start Input for this task

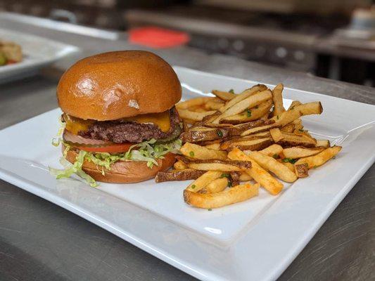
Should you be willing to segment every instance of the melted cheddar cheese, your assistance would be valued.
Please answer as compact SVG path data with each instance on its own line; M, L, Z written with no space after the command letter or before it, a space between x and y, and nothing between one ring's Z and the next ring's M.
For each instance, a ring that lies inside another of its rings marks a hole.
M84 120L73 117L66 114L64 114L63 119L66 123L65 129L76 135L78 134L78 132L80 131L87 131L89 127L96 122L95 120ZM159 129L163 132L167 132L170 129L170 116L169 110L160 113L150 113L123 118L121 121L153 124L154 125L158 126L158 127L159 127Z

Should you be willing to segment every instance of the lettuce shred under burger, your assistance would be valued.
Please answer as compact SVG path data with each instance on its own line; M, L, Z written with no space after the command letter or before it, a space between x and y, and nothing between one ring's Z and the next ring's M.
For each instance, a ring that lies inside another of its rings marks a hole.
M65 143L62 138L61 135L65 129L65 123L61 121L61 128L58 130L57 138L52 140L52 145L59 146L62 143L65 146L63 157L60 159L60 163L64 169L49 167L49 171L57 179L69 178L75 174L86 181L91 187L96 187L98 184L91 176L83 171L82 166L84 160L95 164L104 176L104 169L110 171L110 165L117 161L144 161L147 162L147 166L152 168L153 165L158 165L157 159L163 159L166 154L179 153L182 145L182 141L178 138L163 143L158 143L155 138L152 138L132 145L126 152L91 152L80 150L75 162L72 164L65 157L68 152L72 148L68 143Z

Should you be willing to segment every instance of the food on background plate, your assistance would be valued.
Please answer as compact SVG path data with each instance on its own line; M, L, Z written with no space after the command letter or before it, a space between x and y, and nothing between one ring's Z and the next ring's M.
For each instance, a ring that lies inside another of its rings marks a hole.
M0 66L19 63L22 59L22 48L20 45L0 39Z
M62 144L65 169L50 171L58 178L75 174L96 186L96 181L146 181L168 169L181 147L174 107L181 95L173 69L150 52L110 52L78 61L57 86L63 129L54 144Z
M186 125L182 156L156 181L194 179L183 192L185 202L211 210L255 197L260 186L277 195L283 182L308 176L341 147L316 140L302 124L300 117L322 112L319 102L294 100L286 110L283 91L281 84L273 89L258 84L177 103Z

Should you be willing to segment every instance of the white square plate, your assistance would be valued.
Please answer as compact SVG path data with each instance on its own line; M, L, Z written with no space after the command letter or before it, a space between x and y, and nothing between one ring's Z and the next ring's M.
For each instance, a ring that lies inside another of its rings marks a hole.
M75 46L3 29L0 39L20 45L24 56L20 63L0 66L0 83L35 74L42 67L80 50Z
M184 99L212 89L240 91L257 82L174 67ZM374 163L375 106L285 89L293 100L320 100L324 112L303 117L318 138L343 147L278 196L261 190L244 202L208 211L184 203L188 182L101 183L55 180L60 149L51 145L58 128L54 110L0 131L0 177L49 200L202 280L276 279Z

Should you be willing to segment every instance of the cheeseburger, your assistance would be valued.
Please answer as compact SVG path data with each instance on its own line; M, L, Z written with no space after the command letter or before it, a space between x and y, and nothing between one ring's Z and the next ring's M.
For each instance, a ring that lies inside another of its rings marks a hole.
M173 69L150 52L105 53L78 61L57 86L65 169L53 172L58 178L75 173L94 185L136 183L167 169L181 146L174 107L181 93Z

end Input for this task

▶ _The task_: Rewrite the listing from the line with "Should you be willing to segment every instance of the food" to the line with "M186 125L182 156L156", both included, as a Markdown table with the columns Row and Line. Number each line in Row and leave out any blank lines.

▶ _Full response_:
| Row | Line |
|---|---|
| 1 | Should you be willing to segment every instance of the food on background plate, your assistance would be valued. |
| 2 | Please answer as compact SVG path data with each instance on its own line; M, L, Z written with no space after the command letter or before it, a space between x and y, and nothing between one ring's Z and the next ring's M. |
| 3 | For each instance, a ring that lies inside another of its rings marks a hole. |
| 4 | M0 66L19 63L22 59L22 48L20 45L0 39Z |
| 5 | M62 144L65 169L50 171L58 178L75 174L96 186L96 181L146 181L168 169L181 147L174 107L181 95L173 69L150 52L110 52L78 61L57 86L63 129L54 144Z |
| 6 | M186 125L182 156L156 181L194 179L183 192L185 202L211 210L255 197L260 186L277 195L283 182L308 176L341 147L316 140L302 124L300 117L322 112L319 102L294 100L286 110L283 91L281 84L273 89L258 84L177 103Z |